◆ Materials provided
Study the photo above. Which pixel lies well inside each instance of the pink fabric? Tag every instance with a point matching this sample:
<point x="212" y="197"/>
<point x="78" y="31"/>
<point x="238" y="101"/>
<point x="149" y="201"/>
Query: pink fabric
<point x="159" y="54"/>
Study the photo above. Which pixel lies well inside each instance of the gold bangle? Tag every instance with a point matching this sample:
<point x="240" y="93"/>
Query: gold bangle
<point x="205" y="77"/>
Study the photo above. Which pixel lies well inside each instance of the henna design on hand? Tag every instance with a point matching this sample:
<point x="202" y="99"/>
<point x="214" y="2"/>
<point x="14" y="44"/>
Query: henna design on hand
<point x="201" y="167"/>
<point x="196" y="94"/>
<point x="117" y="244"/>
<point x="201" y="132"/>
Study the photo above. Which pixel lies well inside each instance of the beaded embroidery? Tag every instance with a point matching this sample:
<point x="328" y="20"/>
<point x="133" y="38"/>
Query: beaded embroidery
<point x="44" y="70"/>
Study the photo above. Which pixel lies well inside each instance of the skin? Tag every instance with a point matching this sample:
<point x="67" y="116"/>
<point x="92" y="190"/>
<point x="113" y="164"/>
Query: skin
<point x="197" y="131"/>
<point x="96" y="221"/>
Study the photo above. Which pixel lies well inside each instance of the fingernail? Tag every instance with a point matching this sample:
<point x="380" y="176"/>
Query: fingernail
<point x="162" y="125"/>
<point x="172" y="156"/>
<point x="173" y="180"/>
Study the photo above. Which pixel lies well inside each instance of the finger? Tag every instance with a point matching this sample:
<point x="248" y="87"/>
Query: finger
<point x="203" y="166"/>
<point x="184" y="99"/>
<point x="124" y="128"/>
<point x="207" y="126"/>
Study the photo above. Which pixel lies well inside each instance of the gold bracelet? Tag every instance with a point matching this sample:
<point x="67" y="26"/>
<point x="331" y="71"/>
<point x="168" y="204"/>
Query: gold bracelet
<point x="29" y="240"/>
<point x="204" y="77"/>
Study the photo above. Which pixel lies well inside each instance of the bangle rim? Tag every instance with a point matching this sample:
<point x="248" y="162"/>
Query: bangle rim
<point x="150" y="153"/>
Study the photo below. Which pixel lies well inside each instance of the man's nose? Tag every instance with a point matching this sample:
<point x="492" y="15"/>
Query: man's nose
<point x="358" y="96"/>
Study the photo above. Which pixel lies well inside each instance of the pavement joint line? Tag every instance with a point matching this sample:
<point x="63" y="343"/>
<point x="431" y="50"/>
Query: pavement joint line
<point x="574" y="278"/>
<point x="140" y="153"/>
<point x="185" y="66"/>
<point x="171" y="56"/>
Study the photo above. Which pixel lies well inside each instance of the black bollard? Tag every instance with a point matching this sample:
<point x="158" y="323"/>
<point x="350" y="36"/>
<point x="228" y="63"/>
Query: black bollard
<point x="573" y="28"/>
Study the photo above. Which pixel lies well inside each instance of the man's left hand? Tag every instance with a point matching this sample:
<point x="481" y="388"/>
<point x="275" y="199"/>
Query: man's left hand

◆ Task objective
Go through the entries and return each line where the word "above" occurs.

◆ Output for this exercise
Study the photo above. Which pixel lies well inside each instance of the pink fabric? Tag every instance with a point matching this sample:
Study the photo above. Which pixel lies well inside each instance of the gold bangle? Tag every instance with a point matching this sample:
Study the photo above. Which pixel lies well inside each instance of the henna design on hand? Tag every instance with a point matching this sample:
Study the photo above. Which pixel lies well inside each instance of the beaded embroidery? Tag every instance with a point matching this sample:
Study the photo above. Which pixel lies well inside each instance of the skin? Tag every instance with a point matching this sample:
Study the photo above. Which pixel lies well inside each instance of the fingernail? Tag every instance with a point matching this sample:
Study the photo above. Which pixel lies well inside each instance of the finger? Tag every instance with a point matching this sample:
Study the photo above. Which pixel lies well inside each instance of the gold bracelet? Tag every instance with a point matching this sample:
Study the photo above. Which pixel lies well inside each instance of the bangle rim? Tag every instance with a point matching this sample:
Study the photo above. Which pixel lies well inside each instance of the pavement joint line? Tag every instance with a point matching this sample:
Study the photo above. Which pixel lies well inside each instance of the black bollard? Tag every instance with a point matching this sample:
Study the photo above. Which pixel lies well inside each instance of the man's left hand? Tag every instance with a point matching this sample:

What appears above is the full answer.